Tasks to perform:
1. In the Gold Mountain Coffee piece, what award did Gold Mountain Coffee Growers receive for their sustainability work?
2. Pick up the Gold Mountain Coffee piece after its last sentence and write what comes next.

Selected passage:
----------

We're always giddy to share coffees from our friends at Gold Mountain Coffee in Nicaragua. Not only do they do an amazing job with their quality control but they are some of the best land and social stewards we've come across in the coffee world. This ethos, approach to business unites us and makes us really proud.
Let’s face it, most farming in the world does not tread lightly on watersheds and ecosystems. Gold Mountain Coffee Growers in Nicaragua is taking actions to grow coffee in as sustainable a way as possible—and for those actions they were rewarded the Specialty Coffee Association of Europe’s Excellence Award for Sustainability. Here’s some of what they’re doing:
· Rainforest: They bought a rainforest just to protect it! Seriously! With no direct economic benefit to themselves. They’re not growing any coffee there, and they patrol the rainforest with security guards to prevent deforestation, at their own expense. This rainforest has natural springs and streams that supply various communities below with water. It contains natural pollinators and the cool breeze from the forest helps keep the coffee next door cooler, acting as a natural air conditioner. This helps lengthen the maturation cycle of coffee beans, giving them more time to absorb natural sugars and organic material—which results in more complex and higher coffee cupping scores (AKA great taste).

----------

The data:
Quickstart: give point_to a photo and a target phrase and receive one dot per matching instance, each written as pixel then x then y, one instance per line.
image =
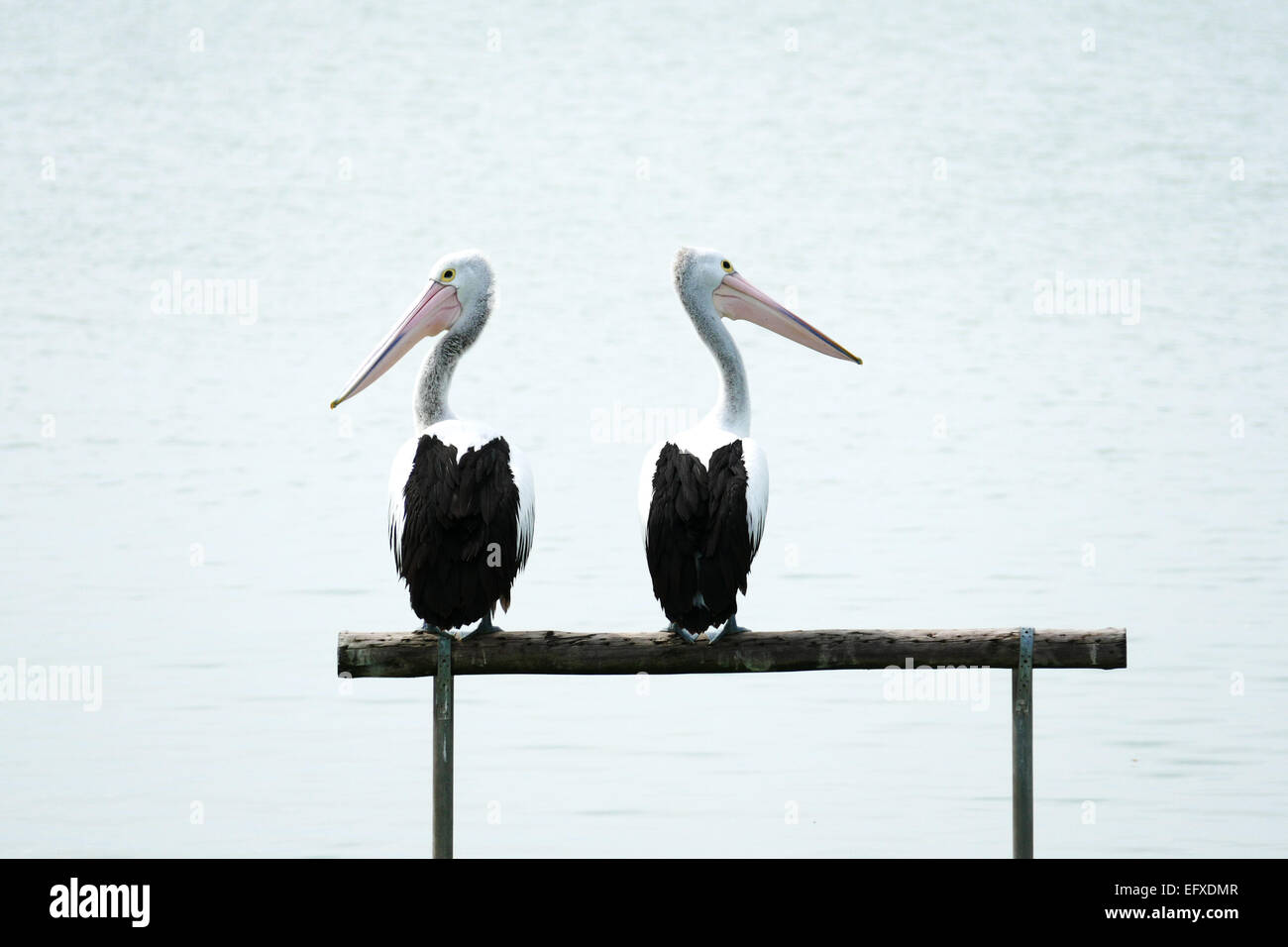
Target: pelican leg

----------

Answers given:
1. The Specialty Coffee Association of Europe's Excellence Award for Sustainability.

2.
· Volcanic filters: Gold Mountain Coffee Growers’ flagship farm, Finca Idealista, built volcanic filters to clean water after it is used to wash coffee, before it returns to the watershed. Water used to wash coffee goes through filter after filter, through rocks and sand from a volcano, followed by an oxidation are where naturally-occurring enzymes eat any organic material left in the water.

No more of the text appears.